◆ Directions ◆
All lines from the one with "Inspection task — the flat" through the final line of the records below must be written out exactly, with no other text.

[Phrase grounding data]
******

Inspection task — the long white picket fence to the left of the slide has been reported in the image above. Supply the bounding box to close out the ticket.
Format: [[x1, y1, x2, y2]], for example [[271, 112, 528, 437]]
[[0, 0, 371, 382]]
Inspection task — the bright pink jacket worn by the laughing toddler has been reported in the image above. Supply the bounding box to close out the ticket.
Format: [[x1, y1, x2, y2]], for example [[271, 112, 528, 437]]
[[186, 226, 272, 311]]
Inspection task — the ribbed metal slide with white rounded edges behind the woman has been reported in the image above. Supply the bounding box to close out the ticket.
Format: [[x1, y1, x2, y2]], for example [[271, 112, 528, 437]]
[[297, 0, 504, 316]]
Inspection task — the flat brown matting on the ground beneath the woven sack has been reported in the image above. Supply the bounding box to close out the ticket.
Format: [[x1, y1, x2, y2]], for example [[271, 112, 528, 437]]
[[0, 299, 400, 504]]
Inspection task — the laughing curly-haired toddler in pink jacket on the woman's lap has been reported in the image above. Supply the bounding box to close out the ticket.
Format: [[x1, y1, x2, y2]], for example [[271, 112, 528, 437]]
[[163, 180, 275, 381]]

******

◆ Response box ◆
Inspection task — the flat brown matting on the ground beneath the woven sack has been reported in the image above. Supply the bounding box to close out the ticket.
Format: [[x1, y1, x2, y2]], for example [[271, 112, 528, 437]]
[[0, 299, 400, 504]]
Inspection task — the laughing curly-haired toddler in pink jacket on the woman's lap has been reported in the image above. Supply the bounding box to close out the ticket.
Format: [[x1, y1, x2, y2]], for example [[271, 112, 528, 437]]
[[163, 180, 275, 381]]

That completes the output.